▶ **Direction 1**: According to the forum thread below on editors and IDEs, why did IDEs for a while have better autocomplete than emacs? Answer in one to three sentences.
▶ **Direction 2**: From the records below, collect every line that contains the string "stand". Case counts.

▶ **Text segment**:
But we all have something we do 'the hard way' because it feels like more effort to relearn the task than its worth, or because we tried the easy way once and were put off by some side-effect.
paren highlighting never comes as a single unit, its always packaged with other 'helpful' tools, some subset of which will always be infuriating to someone.
> For humans, ignoring quoted parens is maybe easier, but i would say it's a flex to assert that you can tell if (3,(g(f('('),x))) is balanced at a glance.
True, but mentally balancing parentheses is usually something that you do while writing the code: you pushpop a little stack in your head and this becomes second nature.
Mentally verifying if parentheses are balanced while reading code is hardly ever required. You can usually safely assume that they are (unless that darn compiler tells you otherwise).
you're probably right, difficulties when writing are mainly due to tools 'helpfully' adding a ket as soon as i type a bra.
maybe i just dont have that stack well enough built in my head--if im editing in a plugin-free vim, i do find i have to backtrack and count to make sure i've put the right number of kets at the end of a nested expression.
if i used s-expressiony instead of tab-heavy languages more often i'm sure i'd be better at it.
Wait until you try a fully featured "real" IDE. The features language servers provide are only some of the many things that IDE users have had for literally decades.
It's kind of hilarious that programmers, who learn again and again the value of decoupling and cohesion, fell so hard for the idea of an Integrated Development Environment. There's nothing about syntactic/semantic code analysis, to pick one example, that requires it to be packaged along with a particular text editor in a single big blob.
Ironically, the most successful IDEs today, the Jetbrains ones, are demonstrations of this. They are built out of reusable components that are combined to produce a wide range of IDEs for different languages.
LSP and DAP aren't perfect, but they're a huge step in the right direction. There's no reason people shouldn't be able to use the editor of their choice along with common tooling for different languages. The fact that IDEs had (for a while) better autocomplete, for example, than emacs wasn't because of some inherent advantage an IDE has over an editor. It's because the people that wrote the language analysis tools behind that autocomplete facility deliberately chose to package them in such a way that they could only be used with one blessed editor. It's great to see the fight back against that, and especially so to see Microsoft (of all people) embracing it with LSP, Roslyn, etc.
The technical design isn't the user experience. IDEs are an integrated user experience. It literally doesn't matter to the user how nicely decoupled everything is or isn't under the hood if the end results are indistinguishable.

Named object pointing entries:
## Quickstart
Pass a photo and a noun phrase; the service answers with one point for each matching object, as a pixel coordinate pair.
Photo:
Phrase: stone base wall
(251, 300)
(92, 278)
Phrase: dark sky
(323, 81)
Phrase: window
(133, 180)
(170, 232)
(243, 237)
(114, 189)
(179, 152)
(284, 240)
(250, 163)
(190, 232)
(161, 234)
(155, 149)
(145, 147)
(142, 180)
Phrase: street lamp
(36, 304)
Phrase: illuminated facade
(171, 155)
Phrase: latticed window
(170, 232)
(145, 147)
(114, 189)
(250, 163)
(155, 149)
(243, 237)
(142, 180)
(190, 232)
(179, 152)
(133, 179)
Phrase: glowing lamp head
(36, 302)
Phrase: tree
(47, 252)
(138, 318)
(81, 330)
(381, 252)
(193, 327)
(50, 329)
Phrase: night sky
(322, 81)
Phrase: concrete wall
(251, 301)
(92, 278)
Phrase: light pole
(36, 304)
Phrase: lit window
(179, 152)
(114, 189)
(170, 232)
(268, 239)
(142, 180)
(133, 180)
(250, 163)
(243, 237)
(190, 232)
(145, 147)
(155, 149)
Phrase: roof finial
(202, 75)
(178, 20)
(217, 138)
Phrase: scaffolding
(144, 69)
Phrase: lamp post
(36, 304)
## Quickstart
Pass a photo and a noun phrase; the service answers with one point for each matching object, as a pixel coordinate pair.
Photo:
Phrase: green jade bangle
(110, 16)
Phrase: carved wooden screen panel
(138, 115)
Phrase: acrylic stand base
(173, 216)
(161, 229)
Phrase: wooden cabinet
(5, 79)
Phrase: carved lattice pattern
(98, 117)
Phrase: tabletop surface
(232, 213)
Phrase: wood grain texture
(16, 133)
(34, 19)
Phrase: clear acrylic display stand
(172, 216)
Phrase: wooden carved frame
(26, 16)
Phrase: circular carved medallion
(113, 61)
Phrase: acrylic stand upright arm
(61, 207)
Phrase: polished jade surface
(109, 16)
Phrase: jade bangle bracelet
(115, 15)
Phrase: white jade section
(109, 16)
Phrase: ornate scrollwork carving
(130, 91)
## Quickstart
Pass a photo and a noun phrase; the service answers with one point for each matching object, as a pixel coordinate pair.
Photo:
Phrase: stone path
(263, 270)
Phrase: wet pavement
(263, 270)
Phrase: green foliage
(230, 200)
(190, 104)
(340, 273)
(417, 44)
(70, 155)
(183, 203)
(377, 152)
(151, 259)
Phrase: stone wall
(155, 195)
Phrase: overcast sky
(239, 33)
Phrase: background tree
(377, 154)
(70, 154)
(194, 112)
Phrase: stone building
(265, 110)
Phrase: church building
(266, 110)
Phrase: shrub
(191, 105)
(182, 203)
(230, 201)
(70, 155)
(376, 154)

* * *

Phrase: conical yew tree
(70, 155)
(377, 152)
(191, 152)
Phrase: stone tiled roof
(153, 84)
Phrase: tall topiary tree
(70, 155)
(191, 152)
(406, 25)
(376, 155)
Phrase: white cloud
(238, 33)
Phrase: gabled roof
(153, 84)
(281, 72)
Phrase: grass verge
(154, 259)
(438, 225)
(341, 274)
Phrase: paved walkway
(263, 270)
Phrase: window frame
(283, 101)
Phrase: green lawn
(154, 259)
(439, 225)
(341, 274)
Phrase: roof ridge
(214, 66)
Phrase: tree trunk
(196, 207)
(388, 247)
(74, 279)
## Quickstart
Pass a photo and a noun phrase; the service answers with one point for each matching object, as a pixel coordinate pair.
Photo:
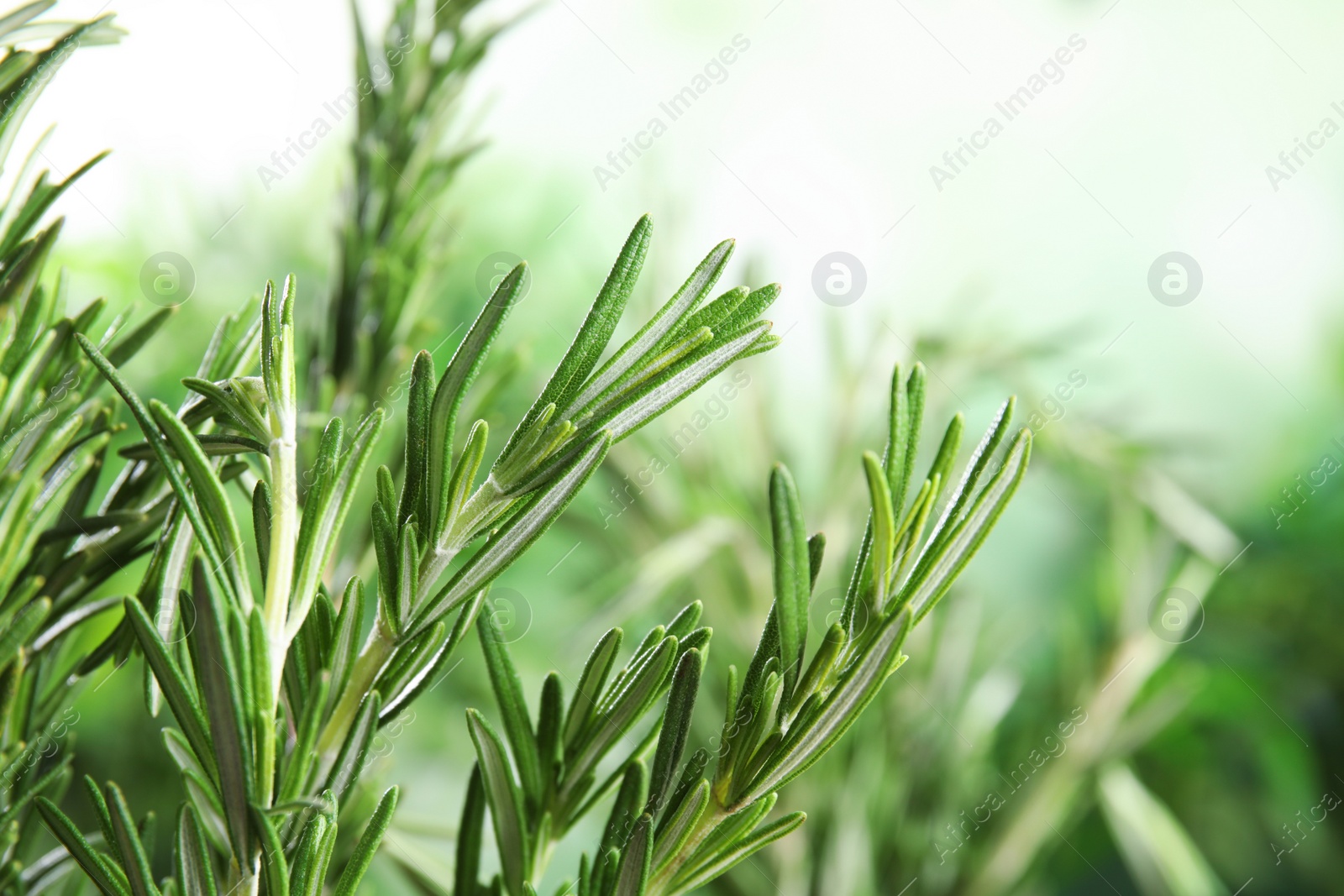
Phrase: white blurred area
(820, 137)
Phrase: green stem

---

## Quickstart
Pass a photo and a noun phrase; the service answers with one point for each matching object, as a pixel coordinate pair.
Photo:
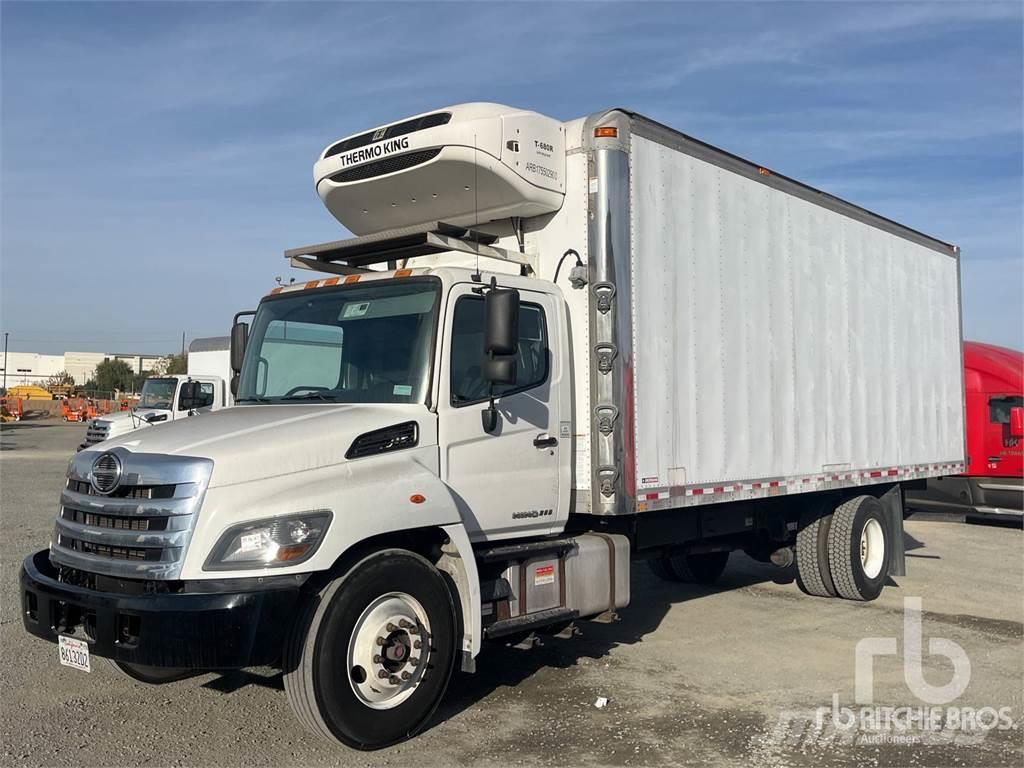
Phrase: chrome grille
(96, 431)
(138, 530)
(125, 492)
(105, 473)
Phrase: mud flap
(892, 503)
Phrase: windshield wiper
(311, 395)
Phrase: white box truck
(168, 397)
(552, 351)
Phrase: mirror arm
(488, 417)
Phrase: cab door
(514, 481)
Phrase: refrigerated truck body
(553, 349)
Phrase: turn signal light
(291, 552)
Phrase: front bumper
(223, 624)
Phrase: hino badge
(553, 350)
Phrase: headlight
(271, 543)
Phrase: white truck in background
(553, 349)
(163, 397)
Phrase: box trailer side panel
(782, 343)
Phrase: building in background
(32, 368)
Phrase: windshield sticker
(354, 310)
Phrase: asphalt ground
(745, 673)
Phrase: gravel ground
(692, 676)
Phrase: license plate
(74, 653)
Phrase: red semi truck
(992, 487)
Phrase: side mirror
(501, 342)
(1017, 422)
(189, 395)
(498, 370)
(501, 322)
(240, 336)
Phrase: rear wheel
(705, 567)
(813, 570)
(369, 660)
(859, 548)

▶ **Exercise response 1**: It was not because an IDE has some inherent advantage over an editor. The people who wrote the language analysis tools behind that autocomplete deliberately packaged them so they could only be used with one blessed editor.

▶ **Exercise response 2**:
Phrase: acrylic stand base
Phrase: clear acrylic display stand
Phrase: acrylic stand upright arm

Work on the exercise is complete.